SUPPLIED INFORMATION.
----

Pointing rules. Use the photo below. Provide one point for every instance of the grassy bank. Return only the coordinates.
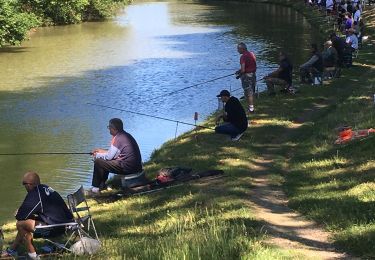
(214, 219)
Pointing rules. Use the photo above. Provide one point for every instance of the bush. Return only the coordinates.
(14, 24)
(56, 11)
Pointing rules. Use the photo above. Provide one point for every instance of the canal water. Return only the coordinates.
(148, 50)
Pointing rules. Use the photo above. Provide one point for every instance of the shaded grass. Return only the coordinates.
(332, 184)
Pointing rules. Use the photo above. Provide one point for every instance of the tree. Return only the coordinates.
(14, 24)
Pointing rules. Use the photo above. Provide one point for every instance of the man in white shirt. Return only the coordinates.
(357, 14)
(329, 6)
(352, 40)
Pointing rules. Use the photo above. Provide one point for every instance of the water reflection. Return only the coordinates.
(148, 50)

----

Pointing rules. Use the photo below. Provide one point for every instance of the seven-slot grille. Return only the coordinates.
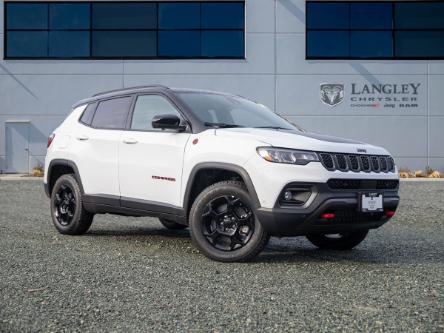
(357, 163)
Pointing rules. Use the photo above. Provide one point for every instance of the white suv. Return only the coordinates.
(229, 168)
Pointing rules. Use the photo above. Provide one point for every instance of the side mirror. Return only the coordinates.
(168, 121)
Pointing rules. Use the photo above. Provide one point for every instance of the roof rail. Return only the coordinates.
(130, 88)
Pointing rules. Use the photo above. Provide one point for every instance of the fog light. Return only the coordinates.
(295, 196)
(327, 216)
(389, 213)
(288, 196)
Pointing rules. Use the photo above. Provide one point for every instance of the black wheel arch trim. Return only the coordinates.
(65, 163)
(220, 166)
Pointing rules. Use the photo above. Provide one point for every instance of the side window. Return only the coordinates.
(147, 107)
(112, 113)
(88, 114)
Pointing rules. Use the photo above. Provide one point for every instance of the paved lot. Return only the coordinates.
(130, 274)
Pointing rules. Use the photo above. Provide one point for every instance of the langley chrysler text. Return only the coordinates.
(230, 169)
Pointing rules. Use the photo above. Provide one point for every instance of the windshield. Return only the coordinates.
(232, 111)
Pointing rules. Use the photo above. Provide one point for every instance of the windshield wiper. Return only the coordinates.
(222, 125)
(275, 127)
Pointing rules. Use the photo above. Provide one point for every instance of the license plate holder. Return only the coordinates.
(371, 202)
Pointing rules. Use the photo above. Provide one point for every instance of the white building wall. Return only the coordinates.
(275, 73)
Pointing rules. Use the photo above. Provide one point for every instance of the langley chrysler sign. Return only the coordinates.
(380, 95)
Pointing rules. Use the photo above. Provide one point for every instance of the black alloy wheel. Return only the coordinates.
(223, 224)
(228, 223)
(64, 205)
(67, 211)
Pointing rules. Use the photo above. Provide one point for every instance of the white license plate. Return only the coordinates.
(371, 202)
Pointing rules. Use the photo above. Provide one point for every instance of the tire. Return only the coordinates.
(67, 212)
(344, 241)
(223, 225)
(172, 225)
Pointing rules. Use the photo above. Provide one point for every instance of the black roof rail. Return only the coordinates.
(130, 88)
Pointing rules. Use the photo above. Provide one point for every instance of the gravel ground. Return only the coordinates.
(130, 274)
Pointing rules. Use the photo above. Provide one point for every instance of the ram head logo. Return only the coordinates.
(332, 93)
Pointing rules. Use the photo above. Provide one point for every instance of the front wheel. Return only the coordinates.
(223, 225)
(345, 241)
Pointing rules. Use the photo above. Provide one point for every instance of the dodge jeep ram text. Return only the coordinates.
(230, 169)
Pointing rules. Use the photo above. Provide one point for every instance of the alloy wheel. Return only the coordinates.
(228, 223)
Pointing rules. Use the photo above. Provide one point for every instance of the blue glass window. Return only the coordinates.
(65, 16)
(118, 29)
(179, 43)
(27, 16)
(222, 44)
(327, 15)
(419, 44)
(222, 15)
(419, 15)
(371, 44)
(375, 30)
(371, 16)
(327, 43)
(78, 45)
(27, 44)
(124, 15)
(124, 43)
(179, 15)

----

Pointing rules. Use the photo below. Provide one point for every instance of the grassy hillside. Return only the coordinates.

----

WRITTEN PROBLEM.
Count how many lines in the records above contain the word "below". Reply with the number only.

RESPONSE TO THIS EXERCISE.
3